▶ [WHAT THE EXERCISE ASKS]
Rewrite the lines starting at the one containing "If you could put a point on the fountain basin" and ending at the last line, keeping the requests and shifting each point by adding 57 to both of its coordinates. Leave out the pictures.

▶ [Lines of data]
___

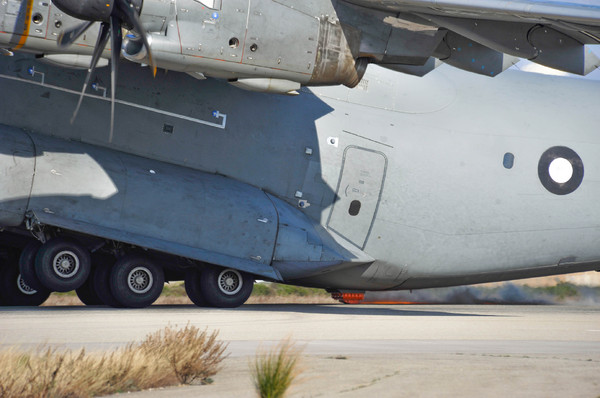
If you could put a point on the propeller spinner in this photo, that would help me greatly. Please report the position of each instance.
(113, 15)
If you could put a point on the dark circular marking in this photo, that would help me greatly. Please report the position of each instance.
(550, 155)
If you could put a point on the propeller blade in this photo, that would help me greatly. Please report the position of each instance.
(132, 18)
(100, 45)
(116, 41)
(68, 37)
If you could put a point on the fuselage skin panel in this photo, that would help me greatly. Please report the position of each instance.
(436, 179)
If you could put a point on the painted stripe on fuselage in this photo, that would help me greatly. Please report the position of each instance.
(26, 25)
(216, 114)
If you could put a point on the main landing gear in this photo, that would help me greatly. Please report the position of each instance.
(115, 274)
(14, 290)
(218, 287)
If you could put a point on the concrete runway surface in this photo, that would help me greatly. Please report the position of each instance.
(357, 351)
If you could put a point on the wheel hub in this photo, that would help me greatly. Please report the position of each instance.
(24, 287)
(66, 264)
(230, 282)
(140, 280)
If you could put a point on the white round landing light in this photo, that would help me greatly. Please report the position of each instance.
(561, 170)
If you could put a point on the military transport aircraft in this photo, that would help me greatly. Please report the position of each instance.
(181, 170)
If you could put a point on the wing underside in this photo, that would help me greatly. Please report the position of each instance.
(481, 36)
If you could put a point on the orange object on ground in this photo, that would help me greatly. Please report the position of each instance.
(348, 298)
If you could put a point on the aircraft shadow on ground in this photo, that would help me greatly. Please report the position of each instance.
(326, 309)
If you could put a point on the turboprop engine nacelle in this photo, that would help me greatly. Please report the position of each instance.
(241, 39)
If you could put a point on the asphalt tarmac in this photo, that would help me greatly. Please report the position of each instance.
(356, 351)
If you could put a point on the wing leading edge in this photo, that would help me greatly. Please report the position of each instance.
(481, 36)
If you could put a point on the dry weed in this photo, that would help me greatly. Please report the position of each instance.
(48, 372)
(273, 372)
(191, 354)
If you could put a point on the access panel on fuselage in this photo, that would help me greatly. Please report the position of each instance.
(358, 193)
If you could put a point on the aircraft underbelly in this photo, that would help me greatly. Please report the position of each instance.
(17, 155)
(358, 194)
(137, 200)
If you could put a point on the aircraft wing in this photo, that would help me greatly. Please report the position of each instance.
(483, 36)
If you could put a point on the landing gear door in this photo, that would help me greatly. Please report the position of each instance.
(358, 194)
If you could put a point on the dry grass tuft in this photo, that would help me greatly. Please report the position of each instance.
(191, 354)
(274, 371)
(48, 372)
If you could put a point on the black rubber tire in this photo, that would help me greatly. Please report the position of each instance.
(15, 292)
(193, 289)
(130, 291)
(27, 265)
(216, 296)
(102, 288)
(87, 293)
(61, 280)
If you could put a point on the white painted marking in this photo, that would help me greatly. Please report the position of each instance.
(217, 114)
(561, 170)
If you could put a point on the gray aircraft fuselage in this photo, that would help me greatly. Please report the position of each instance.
(414, 182)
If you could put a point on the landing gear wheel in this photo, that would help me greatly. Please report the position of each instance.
(62, 265)
(87, 293)
(16, 292)
(193, 289)
(101, 282)
(27, 265)
(225, 287)
(136, 282)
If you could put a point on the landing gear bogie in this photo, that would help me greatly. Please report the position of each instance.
(62, 264)
(225, 287)
(14, 291)
(136, 281)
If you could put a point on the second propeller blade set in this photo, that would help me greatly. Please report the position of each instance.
(113, 16)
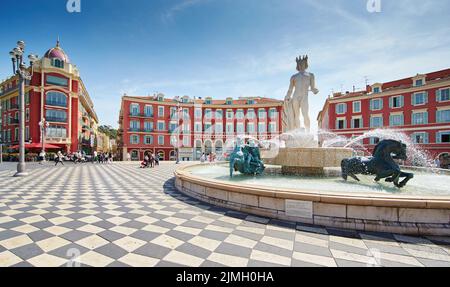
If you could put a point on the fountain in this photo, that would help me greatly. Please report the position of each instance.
(302, 182)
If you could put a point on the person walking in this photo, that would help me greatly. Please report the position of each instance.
(59, 158)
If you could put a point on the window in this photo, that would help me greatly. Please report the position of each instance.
(219, 114)
(273, 113)
(230, 114)
(240, 114)
(56, 131)
(148, 126)
(58, 63)
(420, 138)
(443, 95)
(443, 137)
(261, 128)
(186, 141)
(443, 116)
(240, 129)
(396, 120)
(208, 114)
(357, 107)
(161, 126)
(56, 116)
(250, 128)
(57, 81)
(134, 139)
(374, 140)
(251, 114)
(376, 104)
(148, 139)
(341, 109)
(160, 112)
(420, 118)
(396, 102)
(230, 128)
(272, 127)
(419, 98)
(172, 127)
(134, 126)
(341, 124)
(357, 123)
(148, 110)
(198, 127)
(219, 128)
(262, 113)
(56, 99)
(198, 113)
(134, 109)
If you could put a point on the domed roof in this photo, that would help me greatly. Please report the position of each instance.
(57, 53)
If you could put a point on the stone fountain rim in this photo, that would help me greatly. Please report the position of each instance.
(363, 199)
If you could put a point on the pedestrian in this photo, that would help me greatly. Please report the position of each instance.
(41, 157)
(59, 158)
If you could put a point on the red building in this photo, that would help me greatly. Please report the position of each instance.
(57, 94)
(153, 124)
(418, 106)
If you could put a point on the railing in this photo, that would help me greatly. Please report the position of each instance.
(57, 120)
(56, 104)
(140, 115)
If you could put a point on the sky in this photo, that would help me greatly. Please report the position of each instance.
(230, 48)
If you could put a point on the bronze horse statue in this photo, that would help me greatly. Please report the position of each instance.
(381, 163)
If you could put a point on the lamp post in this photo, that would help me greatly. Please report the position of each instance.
(20, 69)
(44, 125)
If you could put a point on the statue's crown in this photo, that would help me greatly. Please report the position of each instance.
(301, 59)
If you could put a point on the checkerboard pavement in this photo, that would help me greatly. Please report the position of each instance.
(120, 215)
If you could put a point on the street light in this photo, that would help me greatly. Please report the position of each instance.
(44, 125)
(20, 70)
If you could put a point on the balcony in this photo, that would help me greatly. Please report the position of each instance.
(139, 115)
(56, 104)
(56, 120)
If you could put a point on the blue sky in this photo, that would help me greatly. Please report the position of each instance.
(235, 48)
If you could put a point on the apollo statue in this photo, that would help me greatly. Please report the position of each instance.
(297, 99)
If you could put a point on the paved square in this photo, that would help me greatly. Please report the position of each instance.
(120, 215)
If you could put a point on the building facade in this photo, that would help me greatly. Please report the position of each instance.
(57, 94)
(418, 106)
(195, 126)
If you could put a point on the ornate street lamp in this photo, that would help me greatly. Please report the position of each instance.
(44, 125)
(20, 69)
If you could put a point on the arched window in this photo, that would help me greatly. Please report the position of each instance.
(57, 99)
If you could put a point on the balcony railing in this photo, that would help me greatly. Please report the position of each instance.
(56, 104)
(141, 115)
(56, 120)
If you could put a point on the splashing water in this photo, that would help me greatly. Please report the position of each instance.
(416, 155)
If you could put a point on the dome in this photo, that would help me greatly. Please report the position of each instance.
(57, 53)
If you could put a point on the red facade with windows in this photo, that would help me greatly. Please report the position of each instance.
(187, 120)
(418, 106)
(54, 93)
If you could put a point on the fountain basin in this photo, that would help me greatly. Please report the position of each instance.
(418, 214)
(308, 161)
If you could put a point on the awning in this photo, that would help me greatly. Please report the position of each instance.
(37, 146)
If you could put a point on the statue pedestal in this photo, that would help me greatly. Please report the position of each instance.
(309, 161)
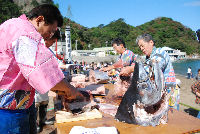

___

▶ [FULL ANSWER]
If you could put a point on the fountain basin in this photo, that would help me greatly. Please report the position of each instance.
(475, 271)
(365, 218)
If you could put a point on the awning in this photo, that would help me greatly. Please report the position of each instance.
(94, 203)
If you could put a point on the statue pedestal in this photo, that would help me greatly. Please report the position of each instance.
(366, 218)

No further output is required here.